Instructions for the task: Count the lines in the records below that contain the string "blazer", and reply with only that number.

>> begin Data lines

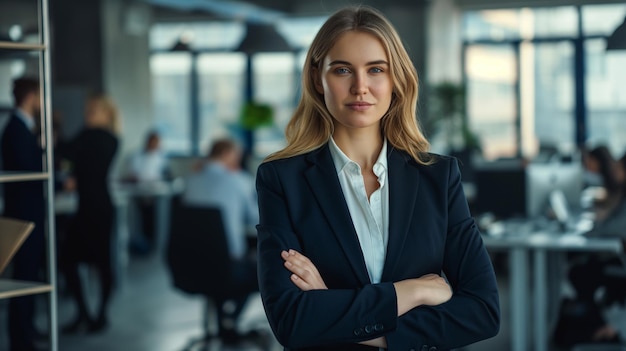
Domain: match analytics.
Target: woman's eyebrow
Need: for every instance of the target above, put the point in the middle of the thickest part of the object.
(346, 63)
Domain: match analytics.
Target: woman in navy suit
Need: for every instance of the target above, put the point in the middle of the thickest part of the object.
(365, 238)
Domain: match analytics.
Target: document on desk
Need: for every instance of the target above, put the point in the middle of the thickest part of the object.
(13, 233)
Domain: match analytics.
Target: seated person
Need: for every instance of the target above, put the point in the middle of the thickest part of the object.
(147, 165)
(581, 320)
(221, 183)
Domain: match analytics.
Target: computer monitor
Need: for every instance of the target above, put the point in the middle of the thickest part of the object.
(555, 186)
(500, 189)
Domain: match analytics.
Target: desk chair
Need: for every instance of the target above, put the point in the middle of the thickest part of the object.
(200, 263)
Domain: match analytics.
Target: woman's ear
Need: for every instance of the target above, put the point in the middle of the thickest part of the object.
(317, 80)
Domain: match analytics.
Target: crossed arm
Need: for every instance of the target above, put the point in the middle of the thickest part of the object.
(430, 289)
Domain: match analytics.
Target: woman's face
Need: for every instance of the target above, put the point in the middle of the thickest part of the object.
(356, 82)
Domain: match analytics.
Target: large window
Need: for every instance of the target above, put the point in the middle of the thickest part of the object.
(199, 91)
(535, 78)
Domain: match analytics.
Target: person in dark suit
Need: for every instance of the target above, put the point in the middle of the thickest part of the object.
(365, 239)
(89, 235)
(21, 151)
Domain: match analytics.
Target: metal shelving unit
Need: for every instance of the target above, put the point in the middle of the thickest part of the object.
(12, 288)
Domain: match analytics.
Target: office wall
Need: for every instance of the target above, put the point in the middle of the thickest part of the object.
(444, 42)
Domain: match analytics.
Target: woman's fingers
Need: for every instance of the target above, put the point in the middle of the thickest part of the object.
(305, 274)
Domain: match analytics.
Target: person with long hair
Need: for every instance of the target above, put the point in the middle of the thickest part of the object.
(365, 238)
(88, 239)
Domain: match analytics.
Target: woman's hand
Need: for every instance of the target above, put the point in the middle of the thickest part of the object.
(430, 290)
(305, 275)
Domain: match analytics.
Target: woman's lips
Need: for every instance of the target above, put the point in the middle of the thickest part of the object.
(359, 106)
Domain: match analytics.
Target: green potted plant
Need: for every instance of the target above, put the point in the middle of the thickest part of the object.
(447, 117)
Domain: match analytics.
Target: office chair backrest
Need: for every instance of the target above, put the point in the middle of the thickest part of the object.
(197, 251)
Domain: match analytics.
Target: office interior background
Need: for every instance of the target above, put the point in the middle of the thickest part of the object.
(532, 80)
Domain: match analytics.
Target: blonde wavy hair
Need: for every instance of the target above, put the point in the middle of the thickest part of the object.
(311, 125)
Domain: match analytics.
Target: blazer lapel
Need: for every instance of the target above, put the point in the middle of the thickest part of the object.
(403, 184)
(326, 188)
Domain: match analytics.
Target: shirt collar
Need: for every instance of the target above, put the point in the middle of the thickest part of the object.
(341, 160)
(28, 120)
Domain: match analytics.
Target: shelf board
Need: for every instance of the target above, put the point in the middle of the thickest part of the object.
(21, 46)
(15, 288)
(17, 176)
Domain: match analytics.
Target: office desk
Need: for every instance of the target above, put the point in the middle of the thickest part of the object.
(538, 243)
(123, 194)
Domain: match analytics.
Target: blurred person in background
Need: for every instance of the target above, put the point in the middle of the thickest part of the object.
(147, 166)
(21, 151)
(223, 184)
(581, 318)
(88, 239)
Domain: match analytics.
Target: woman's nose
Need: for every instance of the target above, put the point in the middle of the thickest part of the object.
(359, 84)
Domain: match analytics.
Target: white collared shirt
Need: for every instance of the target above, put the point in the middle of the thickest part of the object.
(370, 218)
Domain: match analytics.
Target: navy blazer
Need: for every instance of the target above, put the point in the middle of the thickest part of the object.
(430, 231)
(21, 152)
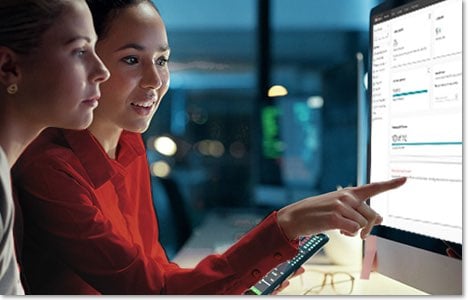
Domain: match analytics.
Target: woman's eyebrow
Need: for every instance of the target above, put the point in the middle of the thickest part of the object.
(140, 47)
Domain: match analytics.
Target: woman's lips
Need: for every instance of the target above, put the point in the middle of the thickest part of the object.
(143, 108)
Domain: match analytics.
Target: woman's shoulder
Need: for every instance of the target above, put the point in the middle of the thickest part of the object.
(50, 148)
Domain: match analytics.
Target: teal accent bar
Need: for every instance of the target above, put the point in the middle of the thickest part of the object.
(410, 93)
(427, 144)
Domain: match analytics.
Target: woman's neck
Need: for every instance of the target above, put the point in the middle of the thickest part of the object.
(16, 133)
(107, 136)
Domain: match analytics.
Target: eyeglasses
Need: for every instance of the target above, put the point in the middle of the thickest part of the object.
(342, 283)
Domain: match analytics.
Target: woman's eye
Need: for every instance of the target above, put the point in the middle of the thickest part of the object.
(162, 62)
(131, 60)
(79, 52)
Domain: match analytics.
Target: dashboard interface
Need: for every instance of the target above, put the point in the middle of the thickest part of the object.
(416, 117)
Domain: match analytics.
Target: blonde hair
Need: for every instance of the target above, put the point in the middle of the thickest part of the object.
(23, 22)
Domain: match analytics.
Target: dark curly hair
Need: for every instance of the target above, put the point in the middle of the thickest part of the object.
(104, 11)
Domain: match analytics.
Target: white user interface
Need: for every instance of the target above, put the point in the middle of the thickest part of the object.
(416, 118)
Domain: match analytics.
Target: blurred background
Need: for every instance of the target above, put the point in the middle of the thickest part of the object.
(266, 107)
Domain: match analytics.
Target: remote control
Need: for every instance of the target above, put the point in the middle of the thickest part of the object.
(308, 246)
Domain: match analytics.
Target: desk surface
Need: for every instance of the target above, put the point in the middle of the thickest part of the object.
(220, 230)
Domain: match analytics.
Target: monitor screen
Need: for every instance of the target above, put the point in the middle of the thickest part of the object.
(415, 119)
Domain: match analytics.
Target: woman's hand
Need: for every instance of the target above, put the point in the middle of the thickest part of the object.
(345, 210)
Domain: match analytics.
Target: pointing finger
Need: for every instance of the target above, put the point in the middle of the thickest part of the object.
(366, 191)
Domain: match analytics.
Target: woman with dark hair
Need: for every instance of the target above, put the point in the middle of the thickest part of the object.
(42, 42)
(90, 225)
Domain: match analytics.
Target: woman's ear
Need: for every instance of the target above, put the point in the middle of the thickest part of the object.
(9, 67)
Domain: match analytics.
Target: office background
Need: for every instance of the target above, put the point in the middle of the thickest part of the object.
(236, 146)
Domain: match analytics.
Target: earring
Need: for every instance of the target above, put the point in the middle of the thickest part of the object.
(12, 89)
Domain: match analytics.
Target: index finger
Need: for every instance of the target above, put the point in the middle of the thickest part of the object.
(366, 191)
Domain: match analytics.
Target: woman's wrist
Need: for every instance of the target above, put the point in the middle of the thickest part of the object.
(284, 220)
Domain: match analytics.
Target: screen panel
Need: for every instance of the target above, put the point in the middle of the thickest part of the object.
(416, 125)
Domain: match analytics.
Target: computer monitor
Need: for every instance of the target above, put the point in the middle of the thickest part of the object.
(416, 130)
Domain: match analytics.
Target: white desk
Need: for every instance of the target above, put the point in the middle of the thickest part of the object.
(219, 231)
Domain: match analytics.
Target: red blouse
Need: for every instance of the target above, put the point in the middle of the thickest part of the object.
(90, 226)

>> end Data lines

Solution to this task: 2